> _What to produce_
From the cycling newsletter below, list every change City Council has proposed for the intersection of Dundas Street and Jones Avenue.

> _Reading text_
Bloor Street extension update, Ride for Safe Streets wrap-up, and more!
Ride for Safe Streets wrap up, upcoming Danforth Complete Streets consultation, Staff Updates, and more!
The Cycle Toronto team having fun after the Ride for Safe Streets
Updates on our Bloor, Danforth and Yonge Campaigns
Bloor Street West Extension
The bike lanes on Bloor are heading west in 2020! The City plans to extend them to High Park and is now studying whether they can continue on to Runnymede to connect to existing bike lanes. We’ve been advocating for an extension to High Park and continuing just a bit further to Runnymede could be a game changer for neighbours in Bloor West Village.
Our friends at Bells on Bloor have been speaking with businesses along the extension about the study underway. Hear what these residents, business owners, and employees have to say about the Bloor Extension:
“I support bike lanes on Bloor because at least 40 percent of our customers come by bike, a lot of people have found us by bike, and that is the way the world is going. I see it as nothing but a positive thing,” says Shelly, owner of Town.
A car-free Yonge Street may be coming to downtown Toronto
Three options for the YongeTOmorrow project have been shortlisted: a car-free Yonge, a one-way street with one lane of traffic, and a two-way street with two lanes of traffic. Currently no bike lanes are planned for any of these options. We’re supportive of a pedestrian-first car-free Yonge Street, but for everyone’s safety, protected bike lanes must exist wherever private vehicles are allowed unrestricted. We deputed at this month’s Infrastructure and Environment Committee (IEC) and outlined Cycle Toronto’s position on the YongeTOmorrow project. Thank you to the hundreds of people who responded to our action alert and wrote to IEC!
Not on our Action Alert list?
Danforth public meeting Thursday, November 7
Do you live or work along the Danforth corridor? A pilot bike lane on Danforth could soon be a reality as part of the City’s current Complete Streets study, but only if that’s what the City hears that residents and stakeholders need. Show your support for a true complete street as part of this study at the City’s upcoming public consultation at 6:30 PM on Thursday, November 7 at Monarch Park C.I. Tell the city that Danforth Loves Bikes!
Don’t forget to sign our Danforth Loves Bike pledge:
City Council has proposed changes to the intersection of Dundas Street and Jones Avenue. These include: no right turns on red lights, lane narrowing, adding flexi-posts (bollards), and adjusting the TTC stop location. Cycle Toronto is pushing to use concrete curbs with bollards on top as a physical barrier. We also recommended that physical protection continue onto Jones Avenue and Dundas Street.
The Ministry of Transportation (MTO) is looking at a kick-style e-scooter pilot across Ontario. The City of Toronto is also considering the impact of how introducing e-scooters to our streets would be managed. We are supportive of all kinds of active and e-mobility on our roads and provided a formal submission to the Province and the City on what policies should be implemented to manage an e-scooter pilot safely and optimally on our roads. We support allowing e-scooters where bicycles are permitted, regulating parking locations to ensure e-scooters are not left on sidewalks, and a maximum speed comparable to bicycle speeds (24 km/h).

> _Dataset rows_
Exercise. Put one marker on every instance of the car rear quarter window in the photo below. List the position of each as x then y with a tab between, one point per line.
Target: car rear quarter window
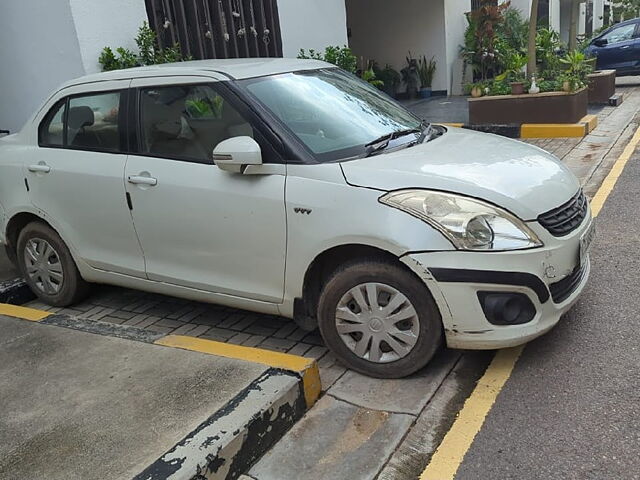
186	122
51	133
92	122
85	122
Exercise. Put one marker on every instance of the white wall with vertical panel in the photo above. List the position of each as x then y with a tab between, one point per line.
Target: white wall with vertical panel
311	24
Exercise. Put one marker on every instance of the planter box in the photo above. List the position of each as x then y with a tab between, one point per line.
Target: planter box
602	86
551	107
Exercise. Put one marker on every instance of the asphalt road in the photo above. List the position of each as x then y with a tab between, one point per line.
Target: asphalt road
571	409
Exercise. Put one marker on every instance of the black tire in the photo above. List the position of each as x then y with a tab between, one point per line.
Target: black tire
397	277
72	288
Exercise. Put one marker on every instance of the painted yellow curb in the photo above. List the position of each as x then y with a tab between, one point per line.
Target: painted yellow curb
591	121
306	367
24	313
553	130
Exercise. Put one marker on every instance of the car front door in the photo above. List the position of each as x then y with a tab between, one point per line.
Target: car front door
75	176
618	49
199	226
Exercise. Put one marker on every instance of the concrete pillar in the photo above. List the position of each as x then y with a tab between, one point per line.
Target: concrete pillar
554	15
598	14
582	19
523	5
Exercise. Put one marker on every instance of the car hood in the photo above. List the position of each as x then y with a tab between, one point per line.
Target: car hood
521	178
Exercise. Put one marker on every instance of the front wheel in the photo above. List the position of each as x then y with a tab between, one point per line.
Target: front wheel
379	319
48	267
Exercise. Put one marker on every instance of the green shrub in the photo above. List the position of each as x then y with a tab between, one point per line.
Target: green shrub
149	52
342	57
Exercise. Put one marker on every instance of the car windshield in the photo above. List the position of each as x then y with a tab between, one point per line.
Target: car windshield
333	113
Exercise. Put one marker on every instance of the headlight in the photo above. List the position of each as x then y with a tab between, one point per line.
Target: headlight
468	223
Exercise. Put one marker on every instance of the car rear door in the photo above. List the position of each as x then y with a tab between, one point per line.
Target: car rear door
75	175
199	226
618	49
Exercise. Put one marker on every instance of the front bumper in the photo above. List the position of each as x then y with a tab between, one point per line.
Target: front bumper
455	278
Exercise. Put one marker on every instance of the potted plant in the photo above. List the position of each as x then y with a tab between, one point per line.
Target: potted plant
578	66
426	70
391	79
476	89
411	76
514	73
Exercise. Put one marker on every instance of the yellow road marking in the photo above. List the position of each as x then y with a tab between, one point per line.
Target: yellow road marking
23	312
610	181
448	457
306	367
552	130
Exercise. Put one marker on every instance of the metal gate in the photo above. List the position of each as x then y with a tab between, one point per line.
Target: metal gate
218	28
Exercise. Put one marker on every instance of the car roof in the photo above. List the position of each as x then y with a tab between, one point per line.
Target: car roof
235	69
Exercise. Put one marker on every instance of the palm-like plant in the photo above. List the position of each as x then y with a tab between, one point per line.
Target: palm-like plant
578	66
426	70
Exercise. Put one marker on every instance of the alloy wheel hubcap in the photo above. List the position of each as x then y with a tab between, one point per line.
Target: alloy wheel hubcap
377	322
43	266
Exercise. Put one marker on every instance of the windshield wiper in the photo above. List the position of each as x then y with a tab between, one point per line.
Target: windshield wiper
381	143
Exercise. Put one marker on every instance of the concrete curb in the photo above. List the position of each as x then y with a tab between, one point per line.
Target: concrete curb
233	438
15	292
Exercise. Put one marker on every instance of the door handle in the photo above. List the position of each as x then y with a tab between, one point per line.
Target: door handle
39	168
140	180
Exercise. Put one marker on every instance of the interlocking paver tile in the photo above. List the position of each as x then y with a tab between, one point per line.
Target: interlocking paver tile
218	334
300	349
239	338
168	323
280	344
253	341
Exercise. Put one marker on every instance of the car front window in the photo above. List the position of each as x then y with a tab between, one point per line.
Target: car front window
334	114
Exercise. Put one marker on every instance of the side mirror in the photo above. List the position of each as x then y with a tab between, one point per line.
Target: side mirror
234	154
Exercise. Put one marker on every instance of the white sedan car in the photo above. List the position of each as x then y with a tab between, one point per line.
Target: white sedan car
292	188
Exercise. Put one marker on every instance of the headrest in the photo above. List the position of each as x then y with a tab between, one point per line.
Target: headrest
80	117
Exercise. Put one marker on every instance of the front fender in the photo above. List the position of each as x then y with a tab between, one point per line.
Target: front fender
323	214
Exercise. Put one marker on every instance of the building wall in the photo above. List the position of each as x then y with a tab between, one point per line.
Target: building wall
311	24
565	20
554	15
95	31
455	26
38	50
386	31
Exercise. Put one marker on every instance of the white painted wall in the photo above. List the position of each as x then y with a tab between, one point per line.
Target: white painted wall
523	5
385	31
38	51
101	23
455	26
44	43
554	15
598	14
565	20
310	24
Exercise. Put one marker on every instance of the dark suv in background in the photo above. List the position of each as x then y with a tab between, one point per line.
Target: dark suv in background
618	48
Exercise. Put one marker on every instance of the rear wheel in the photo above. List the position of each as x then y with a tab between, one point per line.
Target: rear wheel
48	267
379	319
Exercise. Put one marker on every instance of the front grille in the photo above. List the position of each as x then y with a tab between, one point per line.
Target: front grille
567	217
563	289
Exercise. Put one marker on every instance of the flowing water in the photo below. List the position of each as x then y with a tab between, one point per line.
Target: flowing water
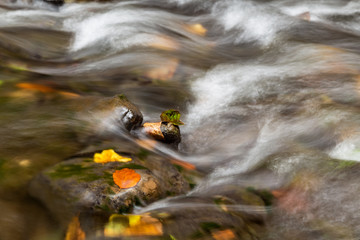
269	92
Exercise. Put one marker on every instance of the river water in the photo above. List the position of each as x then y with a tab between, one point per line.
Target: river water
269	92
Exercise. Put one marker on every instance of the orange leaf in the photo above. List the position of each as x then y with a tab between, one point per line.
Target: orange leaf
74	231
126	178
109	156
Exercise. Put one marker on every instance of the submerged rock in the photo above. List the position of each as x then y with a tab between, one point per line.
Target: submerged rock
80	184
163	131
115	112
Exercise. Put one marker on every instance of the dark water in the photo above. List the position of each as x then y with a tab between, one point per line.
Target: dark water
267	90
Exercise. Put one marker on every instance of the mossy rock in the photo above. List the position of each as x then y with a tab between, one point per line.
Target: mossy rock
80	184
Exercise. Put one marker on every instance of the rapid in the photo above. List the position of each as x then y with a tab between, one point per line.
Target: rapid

> _Solution to the exercise_
- No right turns on red lights
- Lane narrowing
- Adding flexi-posts (bollards)
- Adjusting the TTC stop location